▶ _Work to be completed_
Gather every line of the records below that contains the string "target", and copy each of those lines out in full.

▶ _Records for the exercise_
▼▼▼

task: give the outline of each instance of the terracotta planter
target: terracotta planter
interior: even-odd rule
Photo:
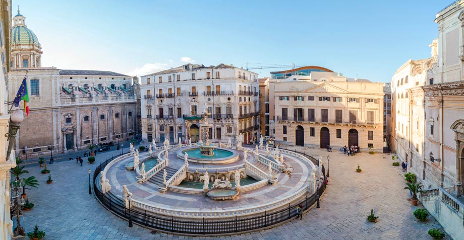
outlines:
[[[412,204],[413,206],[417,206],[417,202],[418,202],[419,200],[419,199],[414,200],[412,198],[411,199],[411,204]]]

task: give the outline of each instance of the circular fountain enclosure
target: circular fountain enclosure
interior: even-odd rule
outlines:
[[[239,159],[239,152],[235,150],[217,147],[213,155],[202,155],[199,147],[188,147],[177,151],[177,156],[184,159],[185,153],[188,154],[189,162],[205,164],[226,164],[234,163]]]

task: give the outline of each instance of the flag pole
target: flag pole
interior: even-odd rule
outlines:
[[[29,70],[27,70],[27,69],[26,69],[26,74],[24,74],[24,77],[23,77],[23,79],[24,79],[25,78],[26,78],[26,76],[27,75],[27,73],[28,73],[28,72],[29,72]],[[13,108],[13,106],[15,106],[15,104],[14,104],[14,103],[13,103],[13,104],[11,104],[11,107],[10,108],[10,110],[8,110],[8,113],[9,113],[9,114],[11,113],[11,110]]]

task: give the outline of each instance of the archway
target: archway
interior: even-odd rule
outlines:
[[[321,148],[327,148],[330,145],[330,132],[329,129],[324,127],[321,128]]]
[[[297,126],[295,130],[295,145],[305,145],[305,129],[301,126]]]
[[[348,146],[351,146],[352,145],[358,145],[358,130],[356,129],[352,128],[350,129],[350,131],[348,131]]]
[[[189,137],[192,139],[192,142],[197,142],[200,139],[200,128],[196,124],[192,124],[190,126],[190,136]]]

▲▲▲
▼▼▼

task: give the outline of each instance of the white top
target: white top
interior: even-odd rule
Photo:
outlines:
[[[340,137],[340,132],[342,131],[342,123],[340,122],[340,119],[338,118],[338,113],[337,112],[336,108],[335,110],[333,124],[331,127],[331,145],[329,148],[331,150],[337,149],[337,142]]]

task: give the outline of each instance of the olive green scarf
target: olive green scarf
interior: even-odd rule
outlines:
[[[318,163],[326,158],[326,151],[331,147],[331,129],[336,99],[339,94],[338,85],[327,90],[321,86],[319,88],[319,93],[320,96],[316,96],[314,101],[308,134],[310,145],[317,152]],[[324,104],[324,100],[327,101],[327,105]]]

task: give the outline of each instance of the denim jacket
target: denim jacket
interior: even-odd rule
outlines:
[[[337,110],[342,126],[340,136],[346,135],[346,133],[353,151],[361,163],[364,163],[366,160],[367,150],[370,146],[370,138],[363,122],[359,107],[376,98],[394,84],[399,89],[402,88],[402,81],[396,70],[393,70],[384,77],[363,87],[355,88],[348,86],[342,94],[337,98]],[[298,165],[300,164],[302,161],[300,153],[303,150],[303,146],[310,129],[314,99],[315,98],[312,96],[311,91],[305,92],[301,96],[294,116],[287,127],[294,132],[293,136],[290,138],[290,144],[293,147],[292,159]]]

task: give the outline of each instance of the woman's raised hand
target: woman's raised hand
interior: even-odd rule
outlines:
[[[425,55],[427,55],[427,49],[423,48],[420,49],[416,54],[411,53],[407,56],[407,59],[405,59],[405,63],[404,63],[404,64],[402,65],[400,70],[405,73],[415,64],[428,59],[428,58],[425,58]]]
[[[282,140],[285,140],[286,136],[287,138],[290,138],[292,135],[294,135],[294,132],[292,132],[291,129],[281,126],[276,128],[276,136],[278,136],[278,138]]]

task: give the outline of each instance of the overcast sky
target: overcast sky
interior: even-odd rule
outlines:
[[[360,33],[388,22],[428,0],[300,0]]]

▲▲▲

▶ _Exercise response_
target: terracotta planter
target: circular fountain enclosure
target: flag pole
target: archway
target: white top
target: olive green scarf
target: denim jacket
target: woman's raised hand
target: overcast sky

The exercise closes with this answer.